[start EXCERPTED TEXT]
# Its a ball team!



## smokinj (Apr 12, 2013)

Three Time state champion: Now a JR, and just starting to turn the bat on....More to come, She Hot! 35 game  season and this is just the 4 th game. She plays for the: They will play anyone high school team that will play. (Any class)   
*Liberty Christian Athletics*


----------



## fossil (Apr 12, 2013)

Dang...You Go Girl!

Take us with you through the season, smokin  Rick


----------



## smokinj (Apr 12, 2013)

fossil said:


> Dang...You Go Girl!
> 
> Take us with you through the season, smokin Rick


 
I will. There are 4-5 class team.(Hard for the state to class them) Right now there are 1-2 against class 1 and 2 teams. The two games they have lost between the two games is 5 runs(Total). We got some college bound girls. Proud father! 1 era for 3 games for the whole team.


----------



## fossil (Apr 12, 2013)

smokinj said:


> ...Proud father!
[end EXCERPTED TEXT]
[start RECORDED DATA]
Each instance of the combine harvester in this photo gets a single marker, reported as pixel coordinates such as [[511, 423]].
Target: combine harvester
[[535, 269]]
[end RECORDED DATA]
→ SHORT PROBLEM 1: According to the ball team thread, how many games are in the season?
→ SHORT PROBLEM 2: Please extend the ball team thread from the point where it stops.

→ TASK ANSWER 1: 35 games.

→ TASK ANSWER 2:
Hah..understatement of the week.


----------



## smokinj (Apr 13, 2013)

fossil said:


> Hah..understatement of the week.


 

Always wanted a boy and she keeps stacking up trophy's letting me know whos really King!


----------



## fossil (Apr 13, 2013)

smokinj said:


> Always wanted a boy and she keeps stacking up trophy's letting me know whos really King!


 
I have one child...daughter...28 y/o now, math teacher, mother of a beautiful little girl, and carrying twins due in October.   If I ever had my hopes set on a son (and honestly I s'pose I did) those thoughts melted the first time I held her.  Like you, I couldn't be more proud of my daughter.  Looking forward to reports through the season.  Rick


----------



## Dix (Apr 13, 2013)

That's awesome !

My daughter excelled in sports... equestrian mostly (big surprise ) , college hockey team as well.

"Sports don't build character, the reveal it." Casey Stengel

Sports and activities keep kids out of trouble, has been my experience.

A few trophy shelves/walls and some ribbon racks add alot of punch !!


----------



## ScotO (Apr 17, 2013)

Sounds like a proud papa for sure, and you should be!  I've got two sons (15 and 12) whom are both amazing young men, but its my 8yr old daughter who's the fiery athlete of the household.........those girls seem to wrap you around their finger and there's not changing it either!  She's a daddy's girl to boot.....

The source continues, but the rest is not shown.